▶ **Task details**
Word-for-word transcription: reproduce all of the data, but not the pictures.

***** Records for processing *****

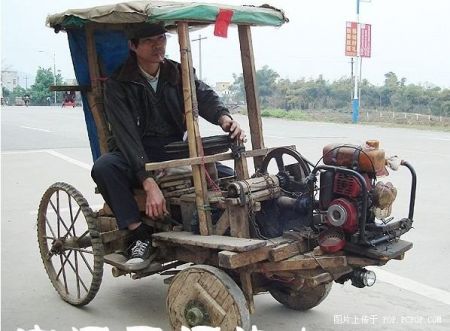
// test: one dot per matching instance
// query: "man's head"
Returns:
(148, 41)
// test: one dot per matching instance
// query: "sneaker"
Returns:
(140, 252)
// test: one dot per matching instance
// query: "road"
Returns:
(43, 145)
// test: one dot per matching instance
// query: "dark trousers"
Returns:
(115, 180)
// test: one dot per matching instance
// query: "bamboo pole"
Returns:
(249, 74)
(95, 96)
(191, 112)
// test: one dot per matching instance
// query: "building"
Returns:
(10, 79)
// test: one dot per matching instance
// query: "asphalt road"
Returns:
(43, 145)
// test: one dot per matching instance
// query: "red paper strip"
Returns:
(223, 21)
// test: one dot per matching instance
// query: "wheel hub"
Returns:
(196, 314)
(57, 247)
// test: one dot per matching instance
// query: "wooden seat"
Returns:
(212, 241)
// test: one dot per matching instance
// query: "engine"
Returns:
(349, 190)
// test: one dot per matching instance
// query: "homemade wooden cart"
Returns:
(292, 233)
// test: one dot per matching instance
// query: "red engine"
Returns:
(339, 194)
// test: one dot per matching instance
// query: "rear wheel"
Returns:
(303, 299)
(205, 295)
(70, 246)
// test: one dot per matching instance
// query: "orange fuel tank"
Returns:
(368, 158)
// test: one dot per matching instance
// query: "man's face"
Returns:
(151, 49)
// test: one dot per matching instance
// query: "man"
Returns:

*****

▶ **Reply to the task**
// test: one dot per matching instance
// query: "man's head"
Returns:
(148, 41)
// test: one dot per matching instance
// query: "sneaker"
Returns:
(140, 252)
// test: one dot per matching instance
// query: "road"
Returns:
(43, 145)
// test: one dot per matching instance
// query: "dark trousers"
Returns:
(115, 180)
// test: one dot per matching instance
// query: "bamboo pole"
Returns:
(249, 74)
(95, 96)
(191, 112)
// test: one dot per matching instance
// query: "building"
Returns:
(10, 79)
// test: one dot per matching instance
// query: "asphalt road"
Returns:
(43, 145)
// test: one dot per matching instance
// query: "red paper strip"
Returns:
(223, 21)
// test: one dot per matching instance
// query: "wheel hub"
Returns:
(196, 314)
(57, 247)
// test: one dot per matching instance
// query: "wooden seat"
Returns:
(212, 241)
// test: one dot per matching instance
// query: "engine"
Returns:
(349, 190)
// test: one dot per matching instance
// query: "homemade wooden cart"
Returns:
(292, 233)
// test: one dot per matching instance
// query: "red engine"
Returns:
(339, 194)
// test: one dot per matching instance
// query: "rear wheel"
Returns:
(303, 299)
(205, 295)
(70, 246)
// test: one dot per matching instance
// query: "orange fuel tank"
Returns:
(368, 158)
// test: one dot per matching instance
// query: "man's face"
Returns:
(151, 49)
// test: one dot per matching instance
// query: "man"
Returns:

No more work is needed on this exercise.